Given text
Surprise! You’re 20 Weeks Pregnant ¯\_(ツ)_/¯


Little did I know I was about 12 weeks pregnant on my birthday. I had gotten a Thai massage and had started drinking at noon.

Let me tell you a story that happened in late May of 2014. It all started with a sentence. “I think you should go pee on something,” my husband suggested as I was changing into my blue Bluth’s Banana Stand t-shirt for the night. Earlier I had been complaining about how I couldn’t seem to lose weight after the in-laws left a month ago. I had started being more active and eating somewhat healthier. But I didn’t think I needed to go pee on something. I didn’t have the typical pregnancy signs, only the ambiguous ones that in hindsight might seem obvious. Missed monthly visitor? She’d been finicky since I gave birth to my girl. Fatigue? I’m always tired, I’m a SAHM. Glowing? Never without bronzer. Hair? My hair has the ability to remain consistently flat and greasy. Weight gain? Yes, but my in-laws were with us for three months, they’re from the mid-west so most of our meals consisted of meat, potatoes, cream, liquified cheese, and butter. Cravings? I’m a terrible eater, I’ll satiate any craving, pregnant or not! Nausea? Never. The one thing that seemed a bit different was that I had the olfactory Spidey Sense. I would mention a funky stench in the house to my husband, but he couldn’t smell it. I just thought, ‘He’s a guy, they’re desensitized to most smells.’

A few days later I did pee on a stick. Lo and behold, double blue lines. I waited a few hours and peed on another stick. Double blue lines again. My husband came home while I was putting our daughter to sleep. I came out with the pee stick in my hand, “I’m pregnant.” He smiled, “How far along do you think you are?” I told him I couldn’t remember when I had my last period. Maybe February, perhaps March. April was fuzzy. I estimated that I must be about eight or nine weeks along.

Two weeks later we went to the OBGYN. The doctor does an ultrasound and starts off by saying, “Hmmmm, the baby has a big head.” My husband tells him “Bobbleheads run in the family.” The doctor measured the stomach and leg then says, “It looks like a 20 week baby in there and measures like one, too. I’m estimating the due date around the third week of October. Get ready, in four months you guys are going to have a baby.” Silence. I look at my husband and he’s Busey-ing. He looks at me; I automatically mirror his face. Now we’re both Busey-ing.

Problems to solve
**A.** In the pregnancy story, around when did the doctor estimate the due date would be?
**B.** From the pregnancy story, extract the passage between "A few days later" and "nine weeks along.", inclusive.
**C.** Extend the pregnancy story, picking up right after its final sentence.

Referring expression data:
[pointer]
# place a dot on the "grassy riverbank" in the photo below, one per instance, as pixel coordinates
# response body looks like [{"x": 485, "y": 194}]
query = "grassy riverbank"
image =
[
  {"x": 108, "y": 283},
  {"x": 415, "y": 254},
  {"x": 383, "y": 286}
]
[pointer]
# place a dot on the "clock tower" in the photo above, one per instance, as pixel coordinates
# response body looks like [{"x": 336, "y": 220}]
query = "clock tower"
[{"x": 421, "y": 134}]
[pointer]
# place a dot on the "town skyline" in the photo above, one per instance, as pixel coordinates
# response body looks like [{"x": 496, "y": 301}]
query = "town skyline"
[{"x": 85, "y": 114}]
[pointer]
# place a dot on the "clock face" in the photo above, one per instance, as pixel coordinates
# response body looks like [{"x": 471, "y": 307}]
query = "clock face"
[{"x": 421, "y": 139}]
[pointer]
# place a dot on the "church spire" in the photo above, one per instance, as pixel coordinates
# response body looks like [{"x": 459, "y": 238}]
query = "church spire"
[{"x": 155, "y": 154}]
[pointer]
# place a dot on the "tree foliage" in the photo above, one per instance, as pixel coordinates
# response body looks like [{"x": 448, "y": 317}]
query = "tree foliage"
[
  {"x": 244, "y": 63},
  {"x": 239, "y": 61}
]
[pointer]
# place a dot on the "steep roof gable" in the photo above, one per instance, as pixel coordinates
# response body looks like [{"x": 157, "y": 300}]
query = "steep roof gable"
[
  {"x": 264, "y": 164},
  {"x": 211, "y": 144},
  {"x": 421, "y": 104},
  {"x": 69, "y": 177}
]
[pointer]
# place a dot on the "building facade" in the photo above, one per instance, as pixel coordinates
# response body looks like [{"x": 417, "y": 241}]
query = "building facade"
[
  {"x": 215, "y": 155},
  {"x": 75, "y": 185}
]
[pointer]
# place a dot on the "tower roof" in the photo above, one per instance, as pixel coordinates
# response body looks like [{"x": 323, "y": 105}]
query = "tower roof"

Outputs for the tasks
**A.** Around the third week of October.

**B.**
A few days later I did pee on a stick. Lo and behold, double blue lines. I waited a few hours and peed on another stick. Double blue lines again. My husband came home while I was putting our daughter to sleep. I came out with the pee stick in my hand, “I’m pregnant.” He smiled, “How far along do you think you are?” I told him I couldn’t remember when I had my last period. Maybe February, perhaps March. April was fuzzy. I estimated that I must be about eight or nine weeks along.

**C.**
When we got home I neglected my first born to spend an hour Googling stories of how other women didn’t know they were pregnant until their second trimester. I wanted affirmation and validation. ‘See, this woman didn’t know she was six months pregnant and she’s studying biology on a graduate level!’ I started feeling good about myself. I told myself that it could have been worse, I could have been one of those ladies on TLC’s I Didn’t Know I Was Pregnant or found myself writing a confessional blog spot on  XO Jane’s It Happened to Me, crying over my computer in the middle of the night reading nasty DISQUS comments. But thank goodness I caught it just in time.

When we started telling people, many would say “How did you not know you were pregnant?!” And I’d go through everything mentioned above. Then they would point out the positives like, “It’ll be great to have them so close in age so they could play with each other.” Or “It’s nice to get all the ‘having kids’ out of the way.” Or, my favorite, “Hey it’s awesome you skipped through the whole first trimester!” Yes it’s awesome but I didn’t “skip” through my first trimester, I still went through it – albeit rather obliviously, if not also rather recklessly (rock climbing, imbibing, caffeinating – to name just a few). Some of the people I have told are still incredulous about my not knowing. I’m still incredulous about my not knowing.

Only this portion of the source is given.